All entries must be repeated exactly. No picture should appear in the result.

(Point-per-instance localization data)
◇ ◇ ◇ ◇ ◇
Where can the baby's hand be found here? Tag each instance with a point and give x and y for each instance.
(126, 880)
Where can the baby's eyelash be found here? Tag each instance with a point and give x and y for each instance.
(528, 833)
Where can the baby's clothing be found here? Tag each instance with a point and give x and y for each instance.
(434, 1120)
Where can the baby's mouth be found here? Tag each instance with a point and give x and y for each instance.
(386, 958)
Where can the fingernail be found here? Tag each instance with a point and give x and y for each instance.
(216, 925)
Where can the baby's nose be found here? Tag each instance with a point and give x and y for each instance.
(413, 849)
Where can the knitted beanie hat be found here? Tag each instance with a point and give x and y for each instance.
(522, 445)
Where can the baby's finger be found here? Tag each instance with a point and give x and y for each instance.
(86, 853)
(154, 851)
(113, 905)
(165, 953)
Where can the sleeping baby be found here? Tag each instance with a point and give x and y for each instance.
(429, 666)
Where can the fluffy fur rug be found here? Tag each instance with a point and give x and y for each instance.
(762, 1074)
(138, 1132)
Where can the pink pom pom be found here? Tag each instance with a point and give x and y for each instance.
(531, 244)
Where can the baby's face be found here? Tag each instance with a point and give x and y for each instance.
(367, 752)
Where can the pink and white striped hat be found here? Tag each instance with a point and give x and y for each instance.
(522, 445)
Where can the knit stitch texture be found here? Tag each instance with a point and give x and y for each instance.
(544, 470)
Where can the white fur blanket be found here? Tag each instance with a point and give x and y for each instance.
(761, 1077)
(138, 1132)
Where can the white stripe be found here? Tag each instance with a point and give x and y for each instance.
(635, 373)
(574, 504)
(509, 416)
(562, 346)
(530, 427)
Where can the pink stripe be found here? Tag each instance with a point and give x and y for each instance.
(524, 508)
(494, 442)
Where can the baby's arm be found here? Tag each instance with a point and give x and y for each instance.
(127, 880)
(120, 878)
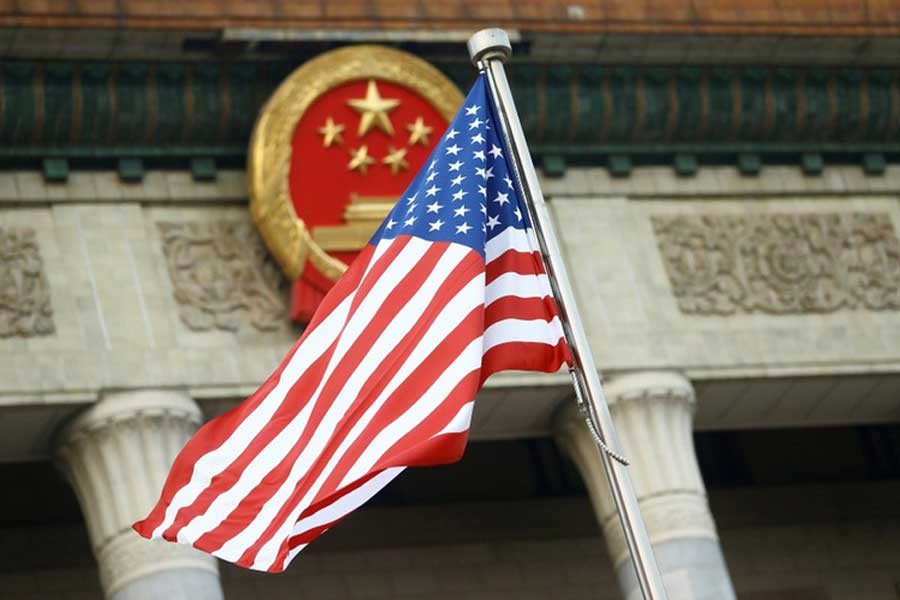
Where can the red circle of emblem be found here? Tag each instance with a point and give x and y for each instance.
(352, 149)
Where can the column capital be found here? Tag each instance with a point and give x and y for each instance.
(117, 454)
(653, 414)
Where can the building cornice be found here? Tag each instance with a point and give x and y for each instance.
(89, 112)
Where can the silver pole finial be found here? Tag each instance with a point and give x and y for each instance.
(489, 43)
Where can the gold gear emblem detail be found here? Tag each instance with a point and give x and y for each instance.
(270, 154)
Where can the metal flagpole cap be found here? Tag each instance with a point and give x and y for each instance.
(489, 43)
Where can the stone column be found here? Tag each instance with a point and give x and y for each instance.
(653, 413)
(117, 455)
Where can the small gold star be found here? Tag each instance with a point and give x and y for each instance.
(331, 132)
(395, 159)
(419, 132)
(374, 110)
(360, 160)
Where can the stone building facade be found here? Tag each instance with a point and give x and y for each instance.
(727, 194)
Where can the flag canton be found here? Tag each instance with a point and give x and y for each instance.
(465, 193)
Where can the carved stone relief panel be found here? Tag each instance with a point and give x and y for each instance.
(25, 308)
(222, 275)
(781, 263)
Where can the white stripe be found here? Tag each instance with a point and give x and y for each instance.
(516, 284)
(518, 330)
(267, 458)
(512, 238)
(293, 553)
(346, 503)
(447, 320)
(468, 360)
(399, 326)
(461, 421)
(214, 462)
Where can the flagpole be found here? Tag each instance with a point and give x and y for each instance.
(488, 49)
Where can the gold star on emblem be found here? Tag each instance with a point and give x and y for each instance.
(419, 132)
(374, 110)
(331, 132)
(395, 159)
(360, 160)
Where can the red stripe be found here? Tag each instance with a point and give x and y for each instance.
(253, 502)
(214, 433)
(408, 392)
(513, 261)
(461, 275)
(295, 400)
(420, 447)
(526, 309)
(524, 356)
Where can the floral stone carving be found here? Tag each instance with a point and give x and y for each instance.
(222, 275)
(781, 263)
(25, 308)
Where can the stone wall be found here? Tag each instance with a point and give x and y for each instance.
(769, 556)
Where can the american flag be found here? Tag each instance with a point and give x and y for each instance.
(449, 290)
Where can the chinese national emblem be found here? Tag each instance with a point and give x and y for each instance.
(333, 149)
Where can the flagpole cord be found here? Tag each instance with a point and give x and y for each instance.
(488, 49)
(590, 420)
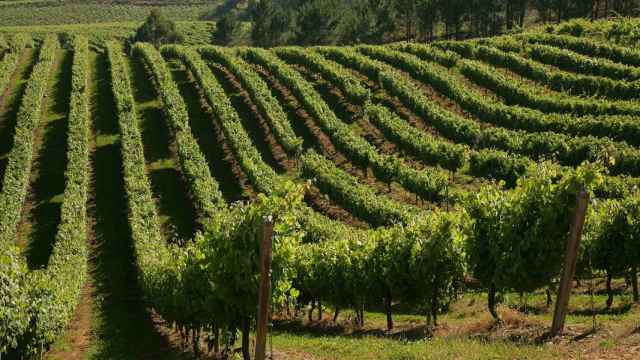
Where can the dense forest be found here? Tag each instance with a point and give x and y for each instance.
(312, 22)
◇ ◇ ◇ ◇ ◇
## Solution for this problem
Where can the baby's hand be found here? Tag each instance with a point and give x and y for each instance.
(126, 880)
Where can the baby's eyelash be found here? Tag each instance with a point and give x and y for each instance.
(528, 833)
Where can the baby's clothing be found here? Tag each instance with a point and give x and y for each instance.
(434, 1120)
Where can the baby's mouth be found here? Tag each instance with a point and give x and y for each instance.
(386, 958)
Where can the fingernail be found here? Tag each instance with a point and give x and y for each instance.
(216, 925)
Where can the baby's nose be found here? Tag each instance with a point and give x and y for each instance.
(413, 849)
Where can the knitted beanie hat be found here? Tag each instance with a point and give x and y for each instance.
(522, 445)
Where can the baby's finger be found here? Tag each instance with a point and give x and y for each instance.
(86, 853)
(154, 851)
(113, 905)
(165, 953)
Where can the sleeping baby be found here? Tag each instance with a point and give x and y for each instance.
(429, 666)
Where can the fluffy fur rug be found here? Tag each instance with a point and give x and y for each instance.
(762, 1074)
(138, 1132)
Where can the pink pom pom be found here? Tag each instance with a point and give x and y for each instance.
(531, 244)
Where can the baby's face be found here? Tag each instance with a point and give x and y for each instance.
(367, 752)
Where can the pink and white striped hat be found here? Tag each instance with a point and give x and y for each instance.
(522, 445)
Where can the knit stitch texture be found here? Tag each instance with a point and give x and y for each instance.
(544, 470)
Where can the white fur blanket be found here? Tag each instance with a point and give x and y for each instance.
(761, 1077)
(138, 1132)
Where can the white stripe be found here? Tag each instance with a point and give x and y for each instance.
(635, 373)
(574, 504)
(509, 416)
(562, 346)
(530, 427)
Where can the pink stripe be found here? Tag each instance with a point and give x and y for each instance.
(524, 508)
(494, 442)
Where can the baby's arm be found here? Tag each instance with a point and give x and y for each instance.
(127, 880)
(120, 878)
Where can the red circle of emblem be found here? Tag each instance with a point and give x and y for each instance.
(352, 149)
Where can the column capital be found here? Tag each instance with a point and give x and y for each instance.
(117, 454)
(653, 414)
Where can the building cornice be found here? Tag each instance with a point and give x and y for each instance.
(89, 112)
Where can the silver pole finial be found here? Tag each instance with a point and give x and y for each instance.
(489, 43)
Where can the gold gear emblem detail be found here? Tag each instance with a point and give x and y for each instance.
(270, 154)
Where can the metal flagpole cap be found here? Tag each instance with a point and give x and y for each instance.
(489, 43)
Where can the stone column be found here? Tag each instance with a point and give x and y for each instance.
(653, 413)
(117, 455)
Where can the small gold star be found here? Tag each instance with a point and give x and y for each instance.
(331, 132)
(395, 159)
(419, 132)
(374, 110)
(360, 160)
Where can the stone building facade be found here? Tag each instance with a point and give x and y for each instance.
(727, 194)
Where can the flag canton be found here? Tag each instance with a point and give x and y for each instance.
(465, 193)
Where can the carved stone relief panel be found here? Tag each instance with a point and give x and y for each instance.
(25, 308)
(222, 275)
(781, 263)
Where can the white stripe be found here? Tag each instance with a point and give x and y for each instance.
(516, 284)
(518, 330)
(267, 458)
(512, 238)
(293, 553)
(346, 503)
(447, 320)
(468, 360)
(399, 326)
(461, 421)
(214, 462)
Where can the flagpole be found here? Tag each instance with a point and give x and y for each instance.
(488, 49)
Where can the gold star on emblem be found here? Tag each instance with a point and give x and y for each instance.
(419, 132)
(374, 110)
(331, 132)
(395, 159)
(360, 160)
Where can the red stripe be found here? Tag each instance with a point and give x and y for each instance.
(253, 502)
(214, 433)
(408, 392)
(513, 261)
(461, 275)
(295, 400)
(420, 447)
(526, 309)
(524, 356)
Where can the floral stone carving be found here? Tag each instance with a point and give x and y for each instance.
(222, 275)
(781, 263)
(25, 308)
Where can the stone wall be found here? Tag each instance with a point and give x and y for each instance.
(769, 556)
Where can the american flag be found here? Tag each instance with a point and give x and y for each instance.
(449, 290)
Where can the chinese national emblem be found here? Tag each instance with a point and give x and y for each instance.
(333, 149)
Where can the flagpole cord be found here? Tag each instance with a point and give x and y for each instance.
(488, 49)
(590, 420)
Where can the dense forest be found here? Tag each instance with a point and give x and y for each instance.
(312, 22)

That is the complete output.